= Dataset rows =
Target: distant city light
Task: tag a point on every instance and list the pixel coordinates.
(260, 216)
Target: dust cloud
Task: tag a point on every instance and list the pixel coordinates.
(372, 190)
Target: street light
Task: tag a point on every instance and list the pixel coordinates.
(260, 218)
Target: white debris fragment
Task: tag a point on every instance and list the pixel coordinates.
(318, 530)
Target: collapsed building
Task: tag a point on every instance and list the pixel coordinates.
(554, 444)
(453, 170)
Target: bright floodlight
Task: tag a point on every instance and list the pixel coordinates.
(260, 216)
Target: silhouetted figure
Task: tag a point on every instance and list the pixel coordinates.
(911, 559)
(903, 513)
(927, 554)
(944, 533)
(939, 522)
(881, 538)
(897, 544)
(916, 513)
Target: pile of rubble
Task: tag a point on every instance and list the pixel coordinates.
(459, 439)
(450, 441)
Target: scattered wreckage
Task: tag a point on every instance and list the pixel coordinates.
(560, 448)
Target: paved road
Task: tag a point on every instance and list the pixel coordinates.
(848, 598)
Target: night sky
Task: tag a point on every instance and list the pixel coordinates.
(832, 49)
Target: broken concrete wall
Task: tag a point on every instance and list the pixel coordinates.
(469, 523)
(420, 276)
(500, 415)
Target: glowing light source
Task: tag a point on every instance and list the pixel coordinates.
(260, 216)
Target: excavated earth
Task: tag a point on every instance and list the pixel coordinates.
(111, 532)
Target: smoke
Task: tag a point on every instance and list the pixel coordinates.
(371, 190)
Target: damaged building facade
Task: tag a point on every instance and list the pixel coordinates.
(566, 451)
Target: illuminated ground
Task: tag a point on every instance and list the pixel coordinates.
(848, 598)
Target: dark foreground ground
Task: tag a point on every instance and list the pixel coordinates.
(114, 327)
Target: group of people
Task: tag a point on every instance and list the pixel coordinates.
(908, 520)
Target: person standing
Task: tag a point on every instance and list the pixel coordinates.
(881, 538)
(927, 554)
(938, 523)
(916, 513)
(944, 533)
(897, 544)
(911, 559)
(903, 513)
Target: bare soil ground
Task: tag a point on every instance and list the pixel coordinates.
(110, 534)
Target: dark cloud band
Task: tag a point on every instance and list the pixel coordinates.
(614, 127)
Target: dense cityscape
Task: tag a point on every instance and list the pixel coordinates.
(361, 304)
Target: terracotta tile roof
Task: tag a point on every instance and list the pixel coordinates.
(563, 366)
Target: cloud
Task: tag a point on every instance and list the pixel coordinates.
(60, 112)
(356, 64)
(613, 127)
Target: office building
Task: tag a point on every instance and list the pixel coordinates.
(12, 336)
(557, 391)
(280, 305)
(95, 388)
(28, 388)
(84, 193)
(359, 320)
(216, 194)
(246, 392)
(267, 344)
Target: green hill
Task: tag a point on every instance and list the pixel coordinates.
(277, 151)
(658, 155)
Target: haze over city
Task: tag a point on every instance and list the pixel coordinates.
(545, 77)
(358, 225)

= Your task =
Repeat the data above exactly.

= Reply =
Target: distant city light
Task: tag a point on every instance and list the pixel coordinates.
(260, 216)
Target: dust cloud
Task: tag a point on every instance and list the pixel coordinates.
(372, 190)
Target: street light
Task: tag a point on every instance and list the pixel coordinates.
(260, 218)
Target: white debris fragment
Task: tag a point on every instance and list the pixel coordinates.
(318, 530)
Target: collapsed building
Task: tag a point on every instance and list the pixel coordinates.
(554, 444)
(453, 170)
Target: bright floodlight
Task: tag a point on every instance and list the pixel coordinates.
(260, 216)
Target: silhouetted figure
Task: tag a point on every instance and list the pixel coordinates.
(911, 559)
(903, 513)
(927, 554)
(944, 533)
(939, 522)
(881, 538)
(897, 544)
(916, 513)
Target: pile of rubble
Task: tag a point on every instance and list the pixel coordinates.
(459, 439)
(450, 441)
Target: scattered wreckage
Task: tag a point on every instance and list the pixel coordinates.
(560, 448)
Target: paved road
Task: tag a point on every instance and list the pixel coordinates.
(848, 598)
Target: night sky
Task: tag a point on every instance and list the pixel coordinates.
(832, 49)
Target: broken concrete wall
Task: tag a point on every instance and list the pixel coordinates.
(469, 523)
(420, 276)
(500, 415)
Target: glowing light source
Task: tag a point on every instance and list the pixel coordinates.
(260, 216)
Target: excavated earth
Task: tag a point on every instance and list the pixel coordinates.
(111, 532)
Target: smoke
Task: tag a point on every instance and list the pixel coordinates.
(371, 190)
Target: damaged building facade
Task: tag a point on every instance and list the pixel coordinates.
(566, 451)
Target: illuminated ground
Task: tag a point on every instance and list the pixel coordinates.
(848, 598)
Target: dark foreground ground
Task: tag a point on every instance and list the pixel coordinates.
(114, 327)
Target: group of people
Task: tag a point on every instance and list the pixel coordinates.
(908, 520)
Target: person standing
Task: tag a point on every instance and list the pixel coordinates.
(881, 538)
(927, 554)
(938, 523)
(916, 513)
(944, 533)
(897, 544)
(911, 559)
(903, 513)
Target: bare soil ground
Task: tag a point on every instance and list the pixel coordinates.
(110, 534)
Target: dark cloud band
Task: tag a point on every instance and list the pixel coordinates.
(614, 127)
Target: dense cityscape
Task: tag a point on every instance and list the pixel coordinates.
(361, 304)
Target: terracotta tile roof
Task: tag a point on every instance and list the pixel coordinates.
(563, 366)
Target: cloud
Task: tag a point on every instance and list the pixel coordinates.
(60, 112)
(356, 64)
(613, 127)
Target: office building
Task: tag a point on every instance and list the pixel coordinates.
(12, 336)
(557, 391)
(280, 305)
(95, 388)
(28, 388)
(84, 193)
(359, 320)
(216, 194)
(246, 392)
(267, 344)
Target: green hill
Task: tag a point on every instance and list the pixel coordinates.
(277, 151)
(658, 155)
Target: haze over city
Task: tag a point on every instance and list the pixel coordinates.
(545, 77)
(358, 225)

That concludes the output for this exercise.